• **Data extract**:
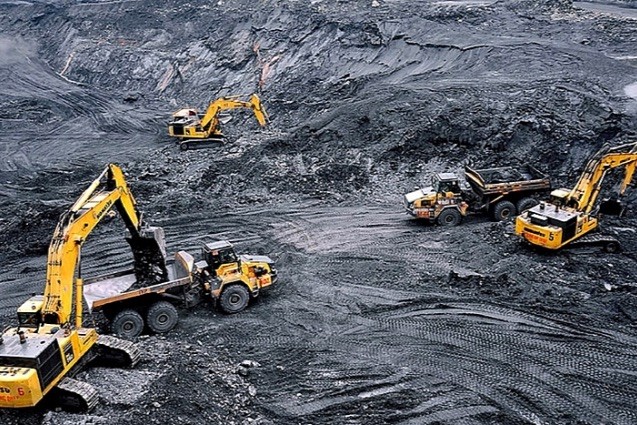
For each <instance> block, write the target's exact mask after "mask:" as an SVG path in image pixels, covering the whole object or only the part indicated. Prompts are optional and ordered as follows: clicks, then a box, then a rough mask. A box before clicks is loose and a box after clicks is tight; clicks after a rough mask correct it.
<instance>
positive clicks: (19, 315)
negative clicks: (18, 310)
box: [18, 311, 40, 328]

• **Problem requirements**:
Please pick out each line of the data above that contains the string "clicks" and copy those lines.

• **Solution**:
For each <instance> block, write the target's exact mask after "mask:" as an SVG path in image pixels, covering the whole object or only the part indicated. Prompts are optional and ordered as follows: clicks, then a box, then a rough mask. A box before clicks is loose and a box after clicks is tight; clicks after a rough mask correct it.
positive clicks: (19, 315)
negative clicks: (18, 310)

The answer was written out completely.